Exercise: Within the records, say how many lines include the word "window"; the answer should be the number and no more.

Raw data: Begin

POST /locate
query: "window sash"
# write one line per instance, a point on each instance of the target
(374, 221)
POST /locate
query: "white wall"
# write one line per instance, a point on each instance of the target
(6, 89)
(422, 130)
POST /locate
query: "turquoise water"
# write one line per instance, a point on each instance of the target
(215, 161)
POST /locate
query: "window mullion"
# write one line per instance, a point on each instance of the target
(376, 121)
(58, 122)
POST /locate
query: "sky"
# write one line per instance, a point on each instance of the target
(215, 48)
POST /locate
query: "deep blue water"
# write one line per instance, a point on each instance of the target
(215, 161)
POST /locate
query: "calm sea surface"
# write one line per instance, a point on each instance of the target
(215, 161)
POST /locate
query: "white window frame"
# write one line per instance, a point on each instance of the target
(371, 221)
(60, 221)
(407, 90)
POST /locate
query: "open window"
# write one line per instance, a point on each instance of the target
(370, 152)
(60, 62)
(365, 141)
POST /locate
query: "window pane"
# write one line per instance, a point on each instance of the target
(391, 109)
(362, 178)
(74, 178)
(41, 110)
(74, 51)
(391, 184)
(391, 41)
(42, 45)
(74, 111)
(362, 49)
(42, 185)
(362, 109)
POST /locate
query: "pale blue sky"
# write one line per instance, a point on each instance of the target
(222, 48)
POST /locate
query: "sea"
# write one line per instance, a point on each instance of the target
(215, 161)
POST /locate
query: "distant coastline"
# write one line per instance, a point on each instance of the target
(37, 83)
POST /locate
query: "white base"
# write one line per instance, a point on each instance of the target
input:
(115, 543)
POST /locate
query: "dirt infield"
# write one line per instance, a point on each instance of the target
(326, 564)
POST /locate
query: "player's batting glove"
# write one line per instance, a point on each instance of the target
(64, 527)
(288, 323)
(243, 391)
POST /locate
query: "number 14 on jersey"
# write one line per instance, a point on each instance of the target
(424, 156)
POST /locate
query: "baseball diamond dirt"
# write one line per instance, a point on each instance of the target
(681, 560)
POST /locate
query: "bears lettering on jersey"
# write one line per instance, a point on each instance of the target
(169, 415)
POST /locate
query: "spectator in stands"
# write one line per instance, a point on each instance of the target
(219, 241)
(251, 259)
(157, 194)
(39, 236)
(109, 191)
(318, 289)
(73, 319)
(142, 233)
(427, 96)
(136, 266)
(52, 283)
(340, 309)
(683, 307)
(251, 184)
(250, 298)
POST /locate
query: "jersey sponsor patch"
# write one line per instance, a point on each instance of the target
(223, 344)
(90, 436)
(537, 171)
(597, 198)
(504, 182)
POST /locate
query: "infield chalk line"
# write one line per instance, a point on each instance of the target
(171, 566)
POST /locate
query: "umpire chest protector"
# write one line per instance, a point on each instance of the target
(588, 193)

Raw data: End

The answer: 5